__Dataset excerpts__:

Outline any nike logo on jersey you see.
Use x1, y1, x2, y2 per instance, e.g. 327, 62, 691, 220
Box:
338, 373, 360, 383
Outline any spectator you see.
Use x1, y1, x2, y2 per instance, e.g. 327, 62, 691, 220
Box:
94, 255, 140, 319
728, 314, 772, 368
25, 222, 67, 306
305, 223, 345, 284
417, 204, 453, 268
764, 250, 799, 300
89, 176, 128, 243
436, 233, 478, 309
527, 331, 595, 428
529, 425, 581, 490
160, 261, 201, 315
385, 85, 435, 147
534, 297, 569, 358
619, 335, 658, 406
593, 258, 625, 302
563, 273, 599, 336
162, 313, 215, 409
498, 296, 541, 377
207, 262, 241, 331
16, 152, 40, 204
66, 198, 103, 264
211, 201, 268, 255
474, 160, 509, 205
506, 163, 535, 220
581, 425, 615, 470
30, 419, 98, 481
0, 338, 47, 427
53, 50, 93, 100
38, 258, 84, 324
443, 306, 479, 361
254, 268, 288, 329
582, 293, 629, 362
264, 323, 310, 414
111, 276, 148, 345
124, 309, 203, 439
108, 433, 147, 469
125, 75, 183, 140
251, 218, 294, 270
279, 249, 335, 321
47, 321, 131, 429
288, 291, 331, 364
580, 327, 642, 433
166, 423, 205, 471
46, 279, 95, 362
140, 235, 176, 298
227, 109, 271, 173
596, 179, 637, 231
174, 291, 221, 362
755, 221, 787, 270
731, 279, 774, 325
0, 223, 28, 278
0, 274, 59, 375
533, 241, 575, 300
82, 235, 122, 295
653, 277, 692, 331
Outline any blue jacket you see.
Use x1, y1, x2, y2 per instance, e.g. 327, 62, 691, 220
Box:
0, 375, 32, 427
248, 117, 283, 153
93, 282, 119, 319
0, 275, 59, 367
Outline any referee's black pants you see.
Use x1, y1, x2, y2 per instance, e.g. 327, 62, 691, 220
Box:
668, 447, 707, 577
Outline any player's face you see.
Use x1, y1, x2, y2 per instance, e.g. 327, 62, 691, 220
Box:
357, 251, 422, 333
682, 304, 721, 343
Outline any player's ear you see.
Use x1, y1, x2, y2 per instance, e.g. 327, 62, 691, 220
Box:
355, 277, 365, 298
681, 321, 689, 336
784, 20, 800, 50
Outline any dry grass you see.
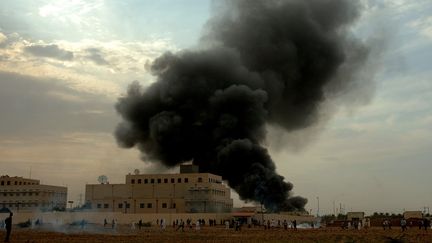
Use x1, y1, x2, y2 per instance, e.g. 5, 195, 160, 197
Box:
1, 225, 431, 243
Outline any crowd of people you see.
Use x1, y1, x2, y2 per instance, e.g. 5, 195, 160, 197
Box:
98, 217, 305, 232
398, 218, 430, 232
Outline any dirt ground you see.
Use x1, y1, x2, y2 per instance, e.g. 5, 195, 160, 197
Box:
1, 225, 431, 243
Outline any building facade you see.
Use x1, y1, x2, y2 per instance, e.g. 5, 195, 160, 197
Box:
0, 175, 67, 211
403, 211, 423, 219
85, 165, 233, 213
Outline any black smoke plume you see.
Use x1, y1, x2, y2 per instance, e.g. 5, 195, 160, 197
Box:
115, 0, 369, 212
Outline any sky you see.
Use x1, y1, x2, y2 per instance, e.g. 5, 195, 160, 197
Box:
0, 0, 431, 215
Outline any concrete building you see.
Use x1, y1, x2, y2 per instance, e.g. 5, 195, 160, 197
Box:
403, 211, 423, 219
0, 175, 67, 212
346, 212, 365, 221
85, 165, 233, 213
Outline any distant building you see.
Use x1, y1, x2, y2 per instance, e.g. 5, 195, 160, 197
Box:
0, 175, 67, 211
85, 164, 233, 213
346, 212, 365, 221
403, 211, 423, 219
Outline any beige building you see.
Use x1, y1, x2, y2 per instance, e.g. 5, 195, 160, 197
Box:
85, 165, 233, 213
0, 175, 67, 212
346, 212, 365, 221
403, 211, 423, 219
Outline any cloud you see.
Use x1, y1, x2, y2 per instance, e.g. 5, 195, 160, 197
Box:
85, 47, 109, 65
409, 16, 432, 39
0, 71, 117, 137
24, 44, 74, 61
0, 32, 177, 97
0, 32, 6, 44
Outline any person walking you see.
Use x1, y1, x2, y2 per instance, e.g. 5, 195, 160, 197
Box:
4, 212, 13, 243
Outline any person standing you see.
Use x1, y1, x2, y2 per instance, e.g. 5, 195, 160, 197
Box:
400, 218, 407, 232
196, 220, 200, 231
424, 218, 430, 231
4, 212, 13, 243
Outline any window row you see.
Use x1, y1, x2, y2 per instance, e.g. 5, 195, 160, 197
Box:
1, 192, 41, 197
1, 202, 61, 207
2, 203, 39, 207
0, 192, 62, 197
0, 181, 37, 186
95, 202, 176, 209
131, 177, 194, 184
189, 189, 226, 196
130, 177, 222, 185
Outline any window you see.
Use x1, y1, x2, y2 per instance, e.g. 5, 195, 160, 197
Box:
162, 203, 167, 208
164, 178, 168, 183
104, 204, 109, 208
19, 182, 22, 185
0, 181, 3, 185
157, 179, 161, 184
151, 179, 154, 184
138, 179, 142, 184
131, 179, 135, 184
7, 181, 10, 185
140, 203, 145, 208
184, 178, 189, 183
147, 203, 152, 208
177, 178, 181, 183
118, 203, 123, 208
14, 181, 17, 185
144, 179, 148, 184
198, 178, 202, 183
97, 204, 102, 208
171, 178, 174, 183
172, 203, 176, 208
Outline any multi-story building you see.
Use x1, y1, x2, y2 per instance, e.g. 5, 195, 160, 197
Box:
0, 175, 67, 211
85, 165, 233, 213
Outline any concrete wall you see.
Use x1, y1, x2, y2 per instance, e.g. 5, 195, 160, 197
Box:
0, 211, 232, 226
0, 211, 316, 226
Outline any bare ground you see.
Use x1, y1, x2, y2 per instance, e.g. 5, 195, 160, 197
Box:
1, 225, 431, 243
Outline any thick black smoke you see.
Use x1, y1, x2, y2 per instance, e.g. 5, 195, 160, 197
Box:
115, 0, 369, 211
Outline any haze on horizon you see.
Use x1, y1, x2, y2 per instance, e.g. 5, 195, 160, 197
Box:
0, 0, 431, 215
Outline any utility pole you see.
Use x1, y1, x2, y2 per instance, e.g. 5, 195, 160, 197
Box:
78, 193, 83, 207
316, 196, 320, 217
333, 200, 336, 216
261, 202, 264, 225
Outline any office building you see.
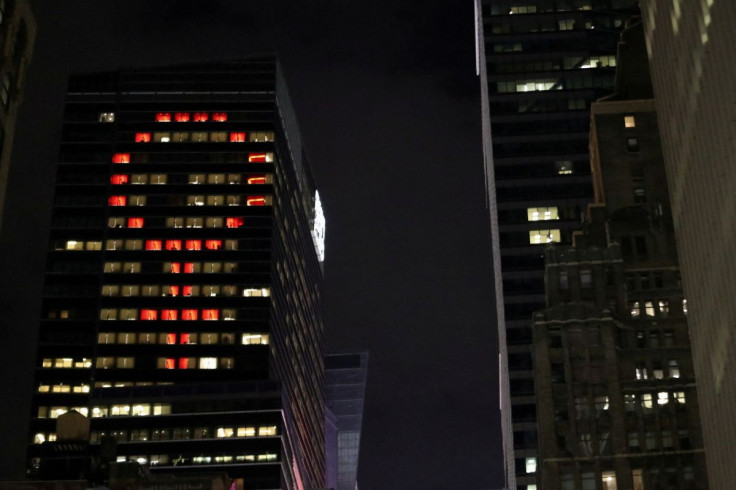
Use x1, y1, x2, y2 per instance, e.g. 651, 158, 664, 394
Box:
27, 57, 327, 490
533, 21, 707, 489
324, 352, 368, 490
0, 0, 35, 231
639, 2, 736, 488
474, 1, 638, 487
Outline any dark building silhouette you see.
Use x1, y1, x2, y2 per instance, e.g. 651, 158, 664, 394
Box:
532, 22, 707, 490
27, 58, 327, 490
640, 2, 736, 488
474, 1, 639, 487
0, 0, 35, 232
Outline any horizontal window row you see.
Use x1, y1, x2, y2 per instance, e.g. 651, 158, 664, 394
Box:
116, 453, 276, 466
37, 383, 90, 394
107, 194, 273, 207
624, 391, 687, 412
630, 300, 684, 318
108, 216, 248, 229
154, 112, 229, 123
635, 360, 680, 380
106, 239, 261, 252
37, 403, 171, 419
97, 332, 269, 346
41, 358, 92, 369
153, 357, 234, 370
99, 285, 269, 298
104, 261, 246, 274
110, 173, 272, 185
133, 132, 274, 145
102, 308, 236, 321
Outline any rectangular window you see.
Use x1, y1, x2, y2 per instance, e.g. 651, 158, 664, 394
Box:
182, 309, 198, 320
153, 132, 171, 143
108, 196, 127, 206
193, 112, 209, 122
248, 152, 273, 163
135, 132, 151, 143
205, 239, 222, 250
527, 207, 559, 221
212, 112, 227, 122
161, 309, 178, 321
127, 217, 144, 228
529, 229, 561, 244
185, 240, 202, 251
243, 334, 269, 345
246, 196, 267, 206
112, 153, 131, 164
156, 112, 171, 122
99, 112, 115, 123
167, 262, 181, 273
202, 309, 219, 320
184, 262, 199, 273
625, 115, 636, 128
145, 240, 162, 251
165, 240, 182, 251
178, 358, 196, 369
627, 137, 639, 152
140, 309, 158, 321
175, 112, 190, 122
199, 357, 217, 369
555, 160, 574, 175
111, 174, 129, 185
226, 217, 244, 228
229, 132, 246, 142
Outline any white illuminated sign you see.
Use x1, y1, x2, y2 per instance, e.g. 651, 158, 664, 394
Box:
311, 191, 326, 262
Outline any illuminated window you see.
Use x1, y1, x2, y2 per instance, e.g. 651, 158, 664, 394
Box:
186, 217, 203, 228
645, 301, 655, 316
205, 239, 222, 250
102, 285, 120, 296
243, 334, 269, 345
659, 300, 669, 316
99, 112, 115, 123
150, 174, 167, 184
668, 360, 680, 378
682, 298, 687, 314
183, 285, 199, 296
229, 132, 246, 142
167, 262, 181, 273
108, 217, 125, 228
248, 152, 273, 163
224, 240, 238, 251
135, 132, 151, 143
674, 391, 686, 404
161, 309, 178, 321
178, 358, 196, 369
142, 285, 160, 296
187, 195, 205, 206
153, 132, 171, 143
246, 196, 268, 206
110, 174, 129, 185
227, 174, 242, 184
202, 309, 219, 320
527, 207, 559, 221
624, 115, 636, 128
199, 357, 217, 369
182, 309, 198, 320
124, 239, 143, 250
226, 217, 244, 228
529, 229, 561, 244
127, 217, 144, 228
212, 112, 227, 122
124, 262, 141, 273
247, 174, 270, 185
112, 153, 130, 164
128, 195, 146, 206
165, 239, 182, 251
249, 132, 274, 142
207, 195, 225, 206
191, 131, 209, 142
108, 196, 126, 206
184, 262, 199, 273
243, 288, 270, 297
189, 174, 205, 184
155, 112, 171, 122
206, 217, 223, 228
258, 426, 277, 436
555, 161, 574, 174
185, 240, 202, 251
140, 309, 158, 321
145, 240, 162, 251
180, 333, 196, 344
131, 174, 147, 184
525, 457, 536, 473
122, 285, 140, 297
226, 195, 241, 206
174, 112, 190, 122
193, 112, 209, 122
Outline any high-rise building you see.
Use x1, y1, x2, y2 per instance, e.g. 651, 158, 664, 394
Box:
324, 352, 368, 490
474, 1, 638, 487
0, 0, 35, 232
639, 2, 735, 488
533, 21, 707, 490
27, 58, 327, 490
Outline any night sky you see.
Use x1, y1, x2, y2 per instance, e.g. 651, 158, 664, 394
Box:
0, 1, 503, 488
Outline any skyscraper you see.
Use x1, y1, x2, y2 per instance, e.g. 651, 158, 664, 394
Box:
475, 1, 638, 488
28, 58, 327, 490
640, 2, 736, 488
0, 0, 35, 232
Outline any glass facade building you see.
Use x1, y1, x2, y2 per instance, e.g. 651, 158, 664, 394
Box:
27, 58, 326, 490
475, 1, 638, 488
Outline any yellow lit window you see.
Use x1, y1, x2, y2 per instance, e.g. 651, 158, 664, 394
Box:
258, 425, 277, 436
527, 207, 559, 221
242, 334, 269, 345
529, 229, 561, 244
624, 115, 636, 128
238, 427, 256, 437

__Exercise prompt__: Find the lines of the material that contain the word "window" and report only how many there are.

__Completed exercise__: 6